GIVEN RECORDS START

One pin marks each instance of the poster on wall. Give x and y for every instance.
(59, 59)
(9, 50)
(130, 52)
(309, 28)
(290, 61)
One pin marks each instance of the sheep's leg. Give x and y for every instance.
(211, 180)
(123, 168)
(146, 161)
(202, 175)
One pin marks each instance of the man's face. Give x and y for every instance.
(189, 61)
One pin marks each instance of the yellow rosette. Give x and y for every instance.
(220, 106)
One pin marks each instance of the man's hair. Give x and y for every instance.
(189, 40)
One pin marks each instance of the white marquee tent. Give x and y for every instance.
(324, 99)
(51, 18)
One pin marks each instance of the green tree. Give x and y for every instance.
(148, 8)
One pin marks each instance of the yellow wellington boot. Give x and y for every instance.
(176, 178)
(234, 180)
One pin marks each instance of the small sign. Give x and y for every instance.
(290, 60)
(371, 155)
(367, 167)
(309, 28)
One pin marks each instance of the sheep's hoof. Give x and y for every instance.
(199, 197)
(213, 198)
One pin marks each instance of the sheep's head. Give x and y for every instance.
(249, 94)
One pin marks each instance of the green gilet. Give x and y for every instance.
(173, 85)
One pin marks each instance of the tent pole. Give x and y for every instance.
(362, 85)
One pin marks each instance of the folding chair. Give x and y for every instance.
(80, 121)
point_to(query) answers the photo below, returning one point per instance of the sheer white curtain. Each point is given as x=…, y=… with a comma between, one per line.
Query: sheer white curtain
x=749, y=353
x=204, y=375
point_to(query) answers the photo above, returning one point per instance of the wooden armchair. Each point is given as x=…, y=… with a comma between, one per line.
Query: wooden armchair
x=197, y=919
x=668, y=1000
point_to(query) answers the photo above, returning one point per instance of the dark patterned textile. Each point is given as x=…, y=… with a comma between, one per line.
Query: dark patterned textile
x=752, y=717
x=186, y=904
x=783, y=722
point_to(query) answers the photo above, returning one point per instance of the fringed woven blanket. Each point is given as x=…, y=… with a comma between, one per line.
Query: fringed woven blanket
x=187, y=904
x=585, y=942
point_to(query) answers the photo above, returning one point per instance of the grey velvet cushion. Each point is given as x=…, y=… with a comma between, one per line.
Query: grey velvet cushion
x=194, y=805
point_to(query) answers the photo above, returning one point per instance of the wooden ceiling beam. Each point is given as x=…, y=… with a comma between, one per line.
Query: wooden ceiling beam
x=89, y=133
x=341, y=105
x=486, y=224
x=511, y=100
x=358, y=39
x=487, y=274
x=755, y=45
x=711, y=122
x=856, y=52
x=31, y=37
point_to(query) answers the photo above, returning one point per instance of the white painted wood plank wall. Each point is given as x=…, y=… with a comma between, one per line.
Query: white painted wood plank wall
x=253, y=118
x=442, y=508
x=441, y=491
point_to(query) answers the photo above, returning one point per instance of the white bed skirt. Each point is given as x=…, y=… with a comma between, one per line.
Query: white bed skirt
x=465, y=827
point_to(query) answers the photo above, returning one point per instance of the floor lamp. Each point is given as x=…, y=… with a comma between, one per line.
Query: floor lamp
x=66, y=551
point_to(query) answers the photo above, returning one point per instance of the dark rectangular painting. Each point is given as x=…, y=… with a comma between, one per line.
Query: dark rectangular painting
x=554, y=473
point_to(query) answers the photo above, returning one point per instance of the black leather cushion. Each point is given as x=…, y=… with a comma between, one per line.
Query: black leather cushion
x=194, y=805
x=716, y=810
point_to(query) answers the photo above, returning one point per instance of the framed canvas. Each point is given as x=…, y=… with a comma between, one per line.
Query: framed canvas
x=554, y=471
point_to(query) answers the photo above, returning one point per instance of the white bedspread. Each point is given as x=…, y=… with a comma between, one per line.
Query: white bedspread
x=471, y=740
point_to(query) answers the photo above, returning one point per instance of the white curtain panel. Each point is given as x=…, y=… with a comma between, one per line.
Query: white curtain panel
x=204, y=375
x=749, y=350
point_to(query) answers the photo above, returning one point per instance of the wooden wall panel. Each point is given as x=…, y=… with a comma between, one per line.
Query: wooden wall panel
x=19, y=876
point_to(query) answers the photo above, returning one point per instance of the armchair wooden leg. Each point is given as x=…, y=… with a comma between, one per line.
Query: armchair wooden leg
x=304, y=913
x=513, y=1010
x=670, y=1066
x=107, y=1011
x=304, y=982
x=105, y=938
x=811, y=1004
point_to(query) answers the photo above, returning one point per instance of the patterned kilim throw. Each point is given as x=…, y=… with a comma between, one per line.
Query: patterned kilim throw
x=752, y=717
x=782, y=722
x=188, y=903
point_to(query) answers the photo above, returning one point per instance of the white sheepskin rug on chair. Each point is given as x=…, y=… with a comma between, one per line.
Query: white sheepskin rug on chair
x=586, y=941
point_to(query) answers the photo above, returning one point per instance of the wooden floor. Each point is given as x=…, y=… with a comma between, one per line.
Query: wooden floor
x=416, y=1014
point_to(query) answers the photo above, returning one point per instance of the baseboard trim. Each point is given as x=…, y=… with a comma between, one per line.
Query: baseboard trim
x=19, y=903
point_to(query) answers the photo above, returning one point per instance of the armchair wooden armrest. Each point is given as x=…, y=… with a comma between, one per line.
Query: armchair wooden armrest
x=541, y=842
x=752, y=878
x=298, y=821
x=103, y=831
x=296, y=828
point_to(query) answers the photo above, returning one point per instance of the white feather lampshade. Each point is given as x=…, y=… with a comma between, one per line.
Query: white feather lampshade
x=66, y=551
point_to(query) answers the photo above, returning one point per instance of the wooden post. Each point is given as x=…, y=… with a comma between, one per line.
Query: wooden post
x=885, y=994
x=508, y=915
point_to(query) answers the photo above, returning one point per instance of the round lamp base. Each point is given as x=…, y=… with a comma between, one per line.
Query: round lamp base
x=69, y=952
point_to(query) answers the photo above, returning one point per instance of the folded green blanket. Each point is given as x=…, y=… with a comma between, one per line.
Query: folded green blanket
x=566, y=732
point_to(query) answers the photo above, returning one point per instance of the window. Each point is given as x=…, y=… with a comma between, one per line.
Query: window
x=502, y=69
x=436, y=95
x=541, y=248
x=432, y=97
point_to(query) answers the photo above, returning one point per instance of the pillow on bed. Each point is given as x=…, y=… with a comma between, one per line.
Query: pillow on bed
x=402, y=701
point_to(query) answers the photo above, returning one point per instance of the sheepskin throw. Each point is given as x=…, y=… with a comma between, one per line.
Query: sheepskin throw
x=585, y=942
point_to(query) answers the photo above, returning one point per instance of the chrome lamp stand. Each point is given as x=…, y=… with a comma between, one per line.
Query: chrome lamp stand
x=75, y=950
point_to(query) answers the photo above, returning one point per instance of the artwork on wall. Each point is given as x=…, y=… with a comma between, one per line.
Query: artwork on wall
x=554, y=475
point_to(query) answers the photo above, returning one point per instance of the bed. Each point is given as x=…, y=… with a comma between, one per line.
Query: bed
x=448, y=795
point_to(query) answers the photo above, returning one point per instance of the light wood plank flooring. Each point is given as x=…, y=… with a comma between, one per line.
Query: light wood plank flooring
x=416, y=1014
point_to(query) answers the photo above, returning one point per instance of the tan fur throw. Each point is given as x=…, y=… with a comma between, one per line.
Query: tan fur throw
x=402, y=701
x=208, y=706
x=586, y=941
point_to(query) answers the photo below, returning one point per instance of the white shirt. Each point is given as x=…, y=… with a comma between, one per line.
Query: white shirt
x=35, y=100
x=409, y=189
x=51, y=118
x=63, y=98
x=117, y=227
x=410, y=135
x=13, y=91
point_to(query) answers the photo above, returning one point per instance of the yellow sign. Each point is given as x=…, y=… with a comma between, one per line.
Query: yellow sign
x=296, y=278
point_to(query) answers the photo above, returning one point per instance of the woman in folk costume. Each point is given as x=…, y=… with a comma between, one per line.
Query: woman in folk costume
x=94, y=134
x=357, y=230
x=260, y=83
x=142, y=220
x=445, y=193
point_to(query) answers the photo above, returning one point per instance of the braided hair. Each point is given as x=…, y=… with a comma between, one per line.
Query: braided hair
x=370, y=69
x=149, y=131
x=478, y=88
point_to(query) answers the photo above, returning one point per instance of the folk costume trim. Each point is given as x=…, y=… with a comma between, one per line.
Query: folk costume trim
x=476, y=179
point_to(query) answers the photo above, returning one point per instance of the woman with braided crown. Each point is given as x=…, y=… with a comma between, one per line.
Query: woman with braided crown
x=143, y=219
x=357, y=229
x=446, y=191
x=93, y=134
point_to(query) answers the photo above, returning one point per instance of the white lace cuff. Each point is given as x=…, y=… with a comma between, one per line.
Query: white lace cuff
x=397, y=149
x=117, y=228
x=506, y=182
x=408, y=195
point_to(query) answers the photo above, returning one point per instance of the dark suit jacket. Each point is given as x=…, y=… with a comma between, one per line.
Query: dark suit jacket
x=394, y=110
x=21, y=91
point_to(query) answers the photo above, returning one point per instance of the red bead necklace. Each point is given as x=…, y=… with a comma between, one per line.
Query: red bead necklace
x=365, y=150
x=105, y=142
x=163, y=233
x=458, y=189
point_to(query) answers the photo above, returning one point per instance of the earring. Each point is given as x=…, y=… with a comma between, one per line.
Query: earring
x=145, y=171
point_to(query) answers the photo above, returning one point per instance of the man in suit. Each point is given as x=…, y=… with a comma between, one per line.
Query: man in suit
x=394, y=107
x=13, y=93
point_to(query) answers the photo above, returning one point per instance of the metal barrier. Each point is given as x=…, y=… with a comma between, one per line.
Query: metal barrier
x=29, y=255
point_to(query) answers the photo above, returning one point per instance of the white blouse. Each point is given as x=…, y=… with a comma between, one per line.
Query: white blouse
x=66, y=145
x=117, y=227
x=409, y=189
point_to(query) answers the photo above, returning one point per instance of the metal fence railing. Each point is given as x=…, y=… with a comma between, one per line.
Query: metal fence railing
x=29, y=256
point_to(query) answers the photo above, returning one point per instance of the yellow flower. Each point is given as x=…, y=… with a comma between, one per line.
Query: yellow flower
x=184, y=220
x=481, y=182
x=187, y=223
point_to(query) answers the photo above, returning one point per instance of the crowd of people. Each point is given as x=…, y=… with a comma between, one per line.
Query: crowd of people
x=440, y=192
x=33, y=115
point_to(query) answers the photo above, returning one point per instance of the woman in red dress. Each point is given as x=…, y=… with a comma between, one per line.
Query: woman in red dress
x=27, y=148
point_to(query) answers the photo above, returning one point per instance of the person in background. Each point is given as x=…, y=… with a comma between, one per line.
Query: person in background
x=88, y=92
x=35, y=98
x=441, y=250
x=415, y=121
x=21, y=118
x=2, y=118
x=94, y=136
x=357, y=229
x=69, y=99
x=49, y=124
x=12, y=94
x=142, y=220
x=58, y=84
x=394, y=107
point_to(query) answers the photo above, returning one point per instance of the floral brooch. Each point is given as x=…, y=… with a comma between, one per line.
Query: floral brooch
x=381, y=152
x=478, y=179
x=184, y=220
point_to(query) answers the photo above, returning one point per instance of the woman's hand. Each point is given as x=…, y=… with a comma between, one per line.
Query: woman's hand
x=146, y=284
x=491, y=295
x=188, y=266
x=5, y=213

GIVEN RECORDS END

Copy out every line in the entries above that holds "below".

point_to(query) answers the photo below, returning one point per instance of the sheer white curtain. Each point is given as x=…, y=… with a comma between, one per line.
point_to(query) answers the photo below, returning one point per instance of the white shirt. Each point is given as x=…, y=… with a comma between, one per line.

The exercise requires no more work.